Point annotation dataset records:
.....
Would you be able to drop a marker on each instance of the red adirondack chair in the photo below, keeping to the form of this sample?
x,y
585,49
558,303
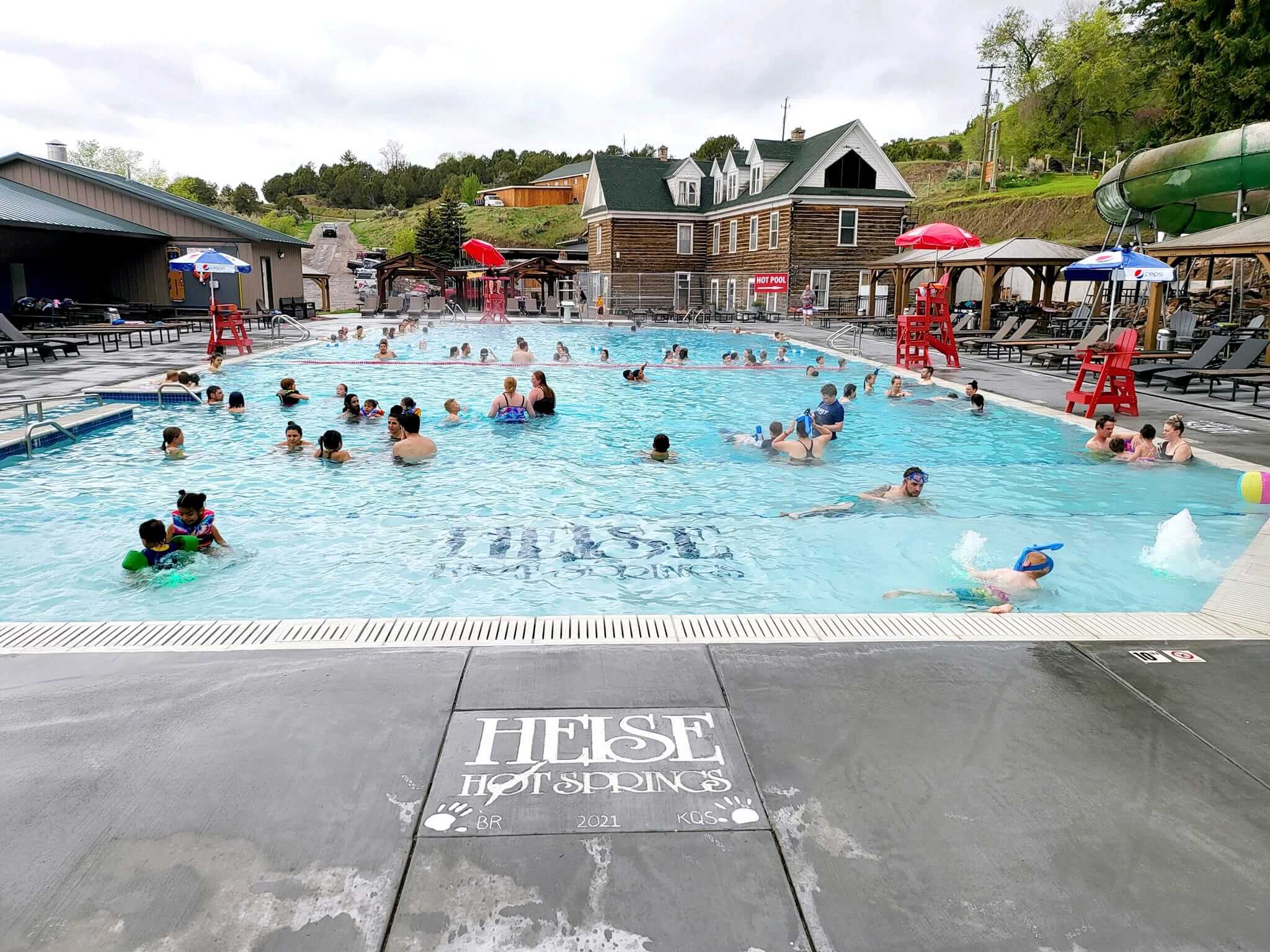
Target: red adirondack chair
x,y
1114,380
.....
● INSTRUCTIONS TO FOLLOW
Can you copy out every line of the entries above word for word, leaving out the pictures?

● REPLY
Would you be able to drop a marker on each instance of the red adirondack chair in the photo below, keeping to the form of this sample?
x,y
585,49
558,303
Target: red adirondack chair
x,y
1114,380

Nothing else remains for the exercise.